PROVIDED MATERIAL:
--- START ---

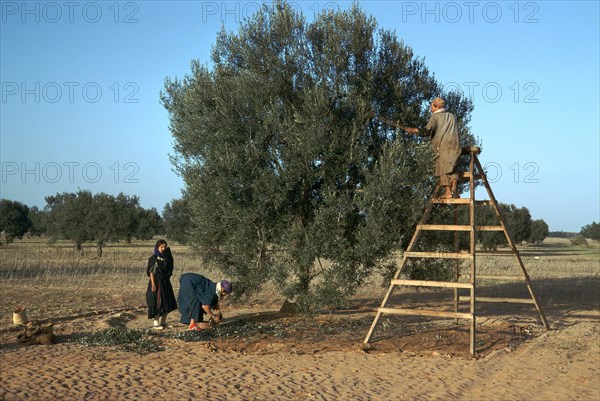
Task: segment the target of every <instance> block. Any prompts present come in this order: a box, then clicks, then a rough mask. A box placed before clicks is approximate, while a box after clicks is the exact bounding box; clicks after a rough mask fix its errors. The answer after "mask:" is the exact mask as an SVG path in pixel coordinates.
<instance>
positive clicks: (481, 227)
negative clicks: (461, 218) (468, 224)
mask: <svg viewBox="0 0 600 401" xmlns="http://www.w3.org/2000/svg"><path fill="white" fill-rule="evenodd" d="M475 229H476V230H477V231H504V227H502V226H477V227H475Z"/></svg>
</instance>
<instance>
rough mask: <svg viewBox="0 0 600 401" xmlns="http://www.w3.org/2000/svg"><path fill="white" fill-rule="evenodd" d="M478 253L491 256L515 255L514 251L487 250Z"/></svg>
mask: <svg viewBox="0 0 600 401" xmlns="http://www.w3.org/2000/svg"><path fill="white" fill-rule="evenodd" d="M477 253H479V254H482V255H490V256H513V255H514V254H515V253H514V252H513V251H498V250H496V251H491V250H490V251H487V250H485V249H481V250H479V251H477Z"/></svg>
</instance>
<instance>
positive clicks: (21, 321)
mask: <svg viewBox="0 0 600 401" xmlns="http://www.w3.org/2000/svg"><path fill="white" fill-rule="evenodd" d="M28 321H29V319H27V310H26V309H25V308H21V307H19V308H17V309H15V311H14V312H13V324H14V325H16V326H21V325H23V324H25V323H27V322H28Z"/></svg>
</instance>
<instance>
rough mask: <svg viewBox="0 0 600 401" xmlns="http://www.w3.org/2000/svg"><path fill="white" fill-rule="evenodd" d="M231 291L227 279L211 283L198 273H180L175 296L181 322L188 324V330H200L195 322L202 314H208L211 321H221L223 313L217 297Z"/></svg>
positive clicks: (201, 316) (230, 285)
mask: <svg viewBox="0 0 600 401" xmlns="http://www.w3.org/2000/svg"><path fill="white" fill-rule="evenodd" d="M231 292H232V286H231V283H230V282H229V281H227V280H222V281H220V282H218V283H213V282H212V281H210V280H209V279H207V278H206V277H204V276H202V275H200V274H196V273H185V274H182V275H181V278H180V279H179V295H178V297H177V303H178V304H179V312H180V313H181V323H184V324H189V329H190V330H200V327H198V325H197V323H198V322H202V321H203V320H204V315H208V319H209V321H211V322H215V323H219V322H221V320H222V319H223V315H222V314H221V310H220V309H219V299H221V298H223V297H225V296H227V295H229V294H231Z"/></svg>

--- END ---

PROBLEM:
Copy the whole of the material above exactly, and exclude every picture.

RESULT:
Task: segment the target of every <instance> block. Any prompts present come in this order: a box, then clicks, then a rough mask. A box placed before clicks is approximate, while a box after clicks is the exact bounding box; clicks after a rough mask fix its errors. The answer after "mask:" is the exact mask as an SVG path in pixel coordinates.
<instance>
positive clicks: (481, 227)
negative clicks: (461, 218) (468, 224)
mask: <svg viewBox="0 0 600 401" xmlns="http://www.w3.org/2000/svg"><path fill="white" fill-rule="evenodd" d="M475 229H476V230H477V231H504V227H502V226H477V227H475Z"/></svg>
</instance>
<instance>
rough mask: <svg viewBox="0 0 600 401" xmlns="http://www.w3.org/2000/svg"><path fill="white" fill-rule="evenodd" d="M478 253L491 256L515 255L514 251L487 250Z"/></svg>
mask: <svg viewBox="0 0 600 401" xmlns="http://www.w3.org/2000/svg"><path fill="white" fill-rule="evenodd" d="M477 253H479V254H482V255H490V256H513V255H514V254H515V253H514V252H513V251H498V250H496V251H491V250H490V251H487V250H485V249H481V250H479V251H477Z"/></svg>
</instance>
<instance>
positive clicks: (21, 321)
mask: <svg viewBox="0 0 600 401" xmlns="http://www.w3.org/2000/svg"><path fill="white" fill-rule="evenodd" d="M28 321H29V319H27V310H26V309H25V308H21V307H19V308H17V309H15V311H14V312H13V324H14V325H16V326H21V325H23V324H25V323H27V322H28Z"/></svg>
</instance>
<instance>
rough mask: <svg viewBox="0 0 600 401" xmlns="http://www.w3.org/2000/svg"><path fill="white" fill-rule="evenodd" d="M231 291L227 279L211 283L198 273H180L175 296L181 322L188 324V330H200L195 322L202 314H208L211 321H221L223 313L217 297Z"/></svg>
positive clicks: (201, 316) (230, 285)
mask: <svg viewBox="0 0 600 401" xmlns="http://www.w3.org/2000/svg"><path fill="white" fill-rule="evenodd" d="M231 292H232V286H231V283H230V282H229V281H227V280H222V281H220V282H218V283H213V282H212V281H210V280H209V279H207V278H206V277H204V276H202V275H200V274H196V273H185V274H182V275H181V278H180V279H179V295H178V297H177V303H178V304H179V312H180V313H181V323H184V324H189V329H190V330H200V327H198V325H197V323H198V322H202V321H203V320H204V315H208V319H209V321H211V322H215V323H219V322H221V320H222V319H223V315H222V314H221V310H220V309H219V299H221V298H223V297H225V296H227V295H229V294H231Z"/></svg>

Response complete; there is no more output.